Referring expression data:
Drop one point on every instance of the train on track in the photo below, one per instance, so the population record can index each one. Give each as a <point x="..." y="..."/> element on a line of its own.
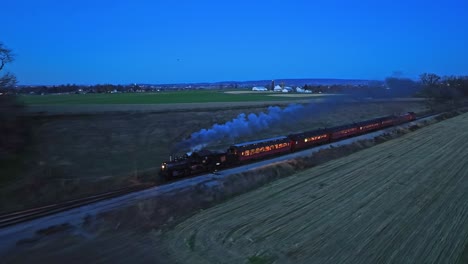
<point x="209" y="161"/>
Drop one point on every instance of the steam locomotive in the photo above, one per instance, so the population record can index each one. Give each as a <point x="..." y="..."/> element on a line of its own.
<point x="209" y="161"/>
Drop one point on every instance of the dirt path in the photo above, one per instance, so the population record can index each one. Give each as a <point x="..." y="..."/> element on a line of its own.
<point x="402" y="201"/>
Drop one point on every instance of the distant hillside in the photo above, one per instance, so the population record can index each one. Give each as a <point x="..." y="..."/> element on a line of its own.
<point x="288" y="82"/>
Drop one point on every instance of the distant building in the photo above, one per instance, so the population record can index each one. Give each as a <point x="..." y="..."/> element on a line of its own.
<point x="278" y="88"/>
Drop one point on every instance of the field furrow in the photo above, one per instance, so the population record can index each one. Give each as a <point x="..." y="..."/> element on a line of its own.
<point x="403" y="201"/>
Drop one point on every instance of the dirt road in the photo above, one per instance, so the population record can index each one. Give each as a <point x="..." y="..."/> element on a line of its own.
<point x="404" y="201"/>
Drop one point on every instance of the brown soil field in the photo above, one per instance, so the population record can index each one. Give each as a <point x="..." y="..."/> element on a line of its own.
<point x="75" y="154"/>
<point x="403" y="201"/>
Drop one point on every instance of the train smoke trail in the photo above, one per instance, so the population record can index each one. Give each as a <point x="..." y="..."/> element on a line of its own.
<point x="243" y="125"/>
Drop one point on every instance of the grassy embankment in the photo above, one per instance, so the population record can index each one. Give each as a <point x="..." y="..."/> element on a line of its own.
<point x="402" y="201"/>
<point x="72" y="156"/>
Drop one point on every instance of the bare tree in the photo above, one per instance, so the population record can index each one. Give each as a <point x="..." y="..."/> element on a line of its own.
<point x="8" y="80"/>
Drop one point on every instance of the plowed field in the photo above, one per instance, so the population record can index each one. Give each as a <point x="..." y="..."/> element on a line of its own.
<point x="403" y="201"/>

INSTRUCTIONS TO FOLLOW: A word-for-word copy of the entries above is what is needed, without any images.

OUTPUT OF THE TASK:
Drop one point on every instance of the train on track in the photo below, one per instance, so the population record can index each one. Give each as a <point x="..." y="..."/> element on a line of its own.
<point x="209" y="161"/>
Drop one point on every instance of the steam locomotive in the photo above, one per instance, so the population record can index each one. Give each as a <point x="..." y="..."/> element on a line of its own.
<point x="209" y="161"/>
Drop one point on every instance of the dirt path in the photo above, one per instance, so the population record can index each one. Give each as a <point x="..." y="..."/> element on a line of its own.
<point x="402" y="201"/>
Drop one point on every instance of the distant hillside in the photo above, one per instance, so the population record can index each one. Give each as a <point x="..." y="..."/> element on a line of its own.
<point x="288" y="82"/>
Drop one point on every instance of the distant building in the photo above, one per instance, so the population record can index each one. Give each as a <point x="..." y="..."/> element on a line of its own.
<point x="278" y="88"/>
Drop one point on every instance of the field furrow in the photo above, one per instance, so the population record can index each one. Give each as a <point x="..." y="..."/> element on a line of its own.
<point x="403" y="201"/>
Drop one point on every instance of the dirt road in the photo above, one per instance, so the population record can index each one. Give each as a <point x="..." y="..."/> element on a line of its own.
<point x="404" y="201"/>
Drop one point on every instance of the brown soil field in the photo above, one per instance, so the population record can index each one. Give each as a <point x="..." y="..."/> element on a line of its own.
<point x="75" y="154"/>
<point x="403" y="201"/>
Drop one point on every instance of the train smoke trail in the photo above, one per instance, so the population record can index each one. Give each as a <point x="..." y="..."/> element on a line of its own.
<point x="243" y="125"/>
Drop one point on every instance of the grassy embankment in the photo above, one per instance, so the population record can index each one. Give each as a <point x="..." y="..."/> element on a line of its own.
<point x="402" y="201"/>
<point x="72" y="156"/>
Drop one point on every instance of the bare tree in the photo above, one per instance, so the population record can index each one. Give each as a <point x="..." y="..."/> element on a line of its own.
<point x="8" y="80"/>
Drop one point on every instance of the plowed field in the photo above, one per instance, so the population record can index each one. Give each as a <point x="..." y="..."/> element on a line of its own.
<point x="403" y="201"/>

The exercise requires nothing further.